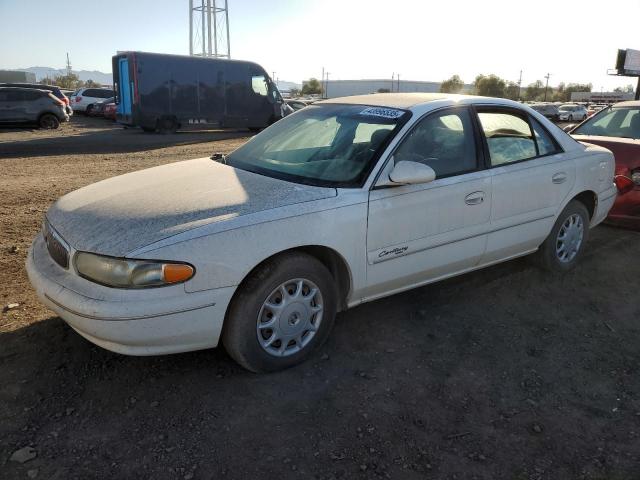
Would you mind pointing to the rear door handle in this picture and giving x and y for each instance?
(560, 177)
(474, 198)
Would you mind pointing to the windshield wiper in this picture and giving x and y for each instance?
(219, 157)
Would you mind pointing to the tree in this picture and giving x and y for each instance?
(490, 86)
(452, 85)
(311, 87)
(535, 91)
(512, 91)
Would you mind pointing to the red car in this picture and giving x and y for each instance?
(110, 111)
(618, 129)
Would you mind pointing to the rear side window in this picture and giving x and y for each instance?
(546, 144)
(509, 137)
(33, 95)
(444, 141)
(512, 138)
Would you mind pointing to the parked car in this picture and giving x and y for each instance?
(57, 92)
(97, 109)
(110, 111)
(571, 112)
(84, 98)
(618, 129)
(159, 93)
(346, 201)
(549, 110)
(28, 105)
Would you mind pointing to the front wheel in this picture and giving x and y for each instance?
(281, 313)
(564, 246)
(49, 121)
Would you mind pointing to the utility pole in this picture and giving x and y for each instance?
(326, 86)
(209, 28)
(546, 86)
(519, 85)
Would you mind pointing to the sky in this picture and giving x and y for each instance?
(573, 41)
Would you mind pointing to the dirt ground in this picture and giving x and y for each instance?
(507, 373)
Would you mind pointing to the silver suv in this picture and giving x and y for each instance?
(28, 105)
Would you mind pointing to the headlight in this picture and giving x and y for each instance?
(125, 273)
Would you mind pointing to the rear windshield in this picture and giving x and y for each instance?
(621, 122)
(323, 145)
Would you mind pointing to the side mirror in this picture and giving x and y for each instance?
(410, 173)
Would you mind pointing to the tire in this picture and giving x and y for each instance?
(167, 125)
(550, 254)
(279, 294)
(48, 121)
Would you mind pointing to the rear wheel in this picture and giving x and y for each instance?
(564, 246)
(283, 312)
(49, 121)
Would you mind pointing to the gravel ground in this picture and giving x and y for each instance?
(505, 373)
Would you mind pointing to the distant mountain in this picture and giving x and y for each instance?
(286, 86)
(84, 75)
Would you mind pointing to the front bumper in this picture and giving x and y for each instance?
(133, 322)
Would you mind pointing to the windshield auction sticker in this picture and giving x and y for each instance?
(382, 112)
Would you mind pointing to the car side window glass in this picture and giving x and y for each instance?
(444, 141)
(259, 85)
(509, 137)
(546, 145)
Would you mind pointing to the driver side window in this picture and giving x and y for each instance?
(444, 141)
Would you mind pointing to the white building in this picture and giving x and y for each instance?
(345, 88)
(601, 97)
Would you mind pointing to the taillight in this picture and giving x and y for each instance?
(624, 184)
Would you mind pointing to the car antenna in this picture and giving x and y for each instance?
(219, 157)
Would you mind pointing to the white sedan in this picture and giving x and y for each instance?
(343, 202)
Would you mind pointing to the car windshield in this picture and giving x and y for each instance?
(613, 122)
(323, 145)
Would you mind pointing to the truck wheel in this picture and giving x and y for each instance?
(49, 121)
(167, 125)
(281, 314)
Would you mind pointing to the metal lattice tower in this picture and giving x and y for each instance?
(209, 28)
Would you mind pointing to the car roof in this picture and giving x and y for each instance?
(630, 103)
(24, 89)
(409, 100)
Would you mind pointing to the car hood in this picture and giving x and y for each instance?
(122, 214)
(625, 150)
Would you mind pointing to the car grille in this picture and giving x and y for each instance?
(57, 247)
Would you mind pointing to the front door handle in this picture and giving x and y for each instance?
(475, 198)
(560, 177)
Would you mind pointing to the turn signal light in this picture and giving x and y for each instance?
(624, 184)
(175, 272)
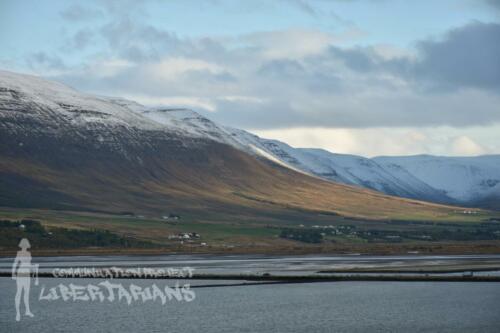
◇ ◇ ◇ ◇
Starting at the line that contains "Would you mind pointing to the car grille" and going through the end of the material, rewrite those lines as a numbered list. Skip any blank lines and leave out the pictures.

Response to this task
1. Would you mind pointing to the car grille in this picture and giving x and y for each instance?
2. (57, 247)
3. Would you mind pointing to the front door handle in this picture and giving x and y for each instance?
4. (475, 198)
5. (560, 177)
6. Would you mind pointing to the turn signal light in this picture and giving x and y for each instance?
7. (624, 184)
8. (175, 272)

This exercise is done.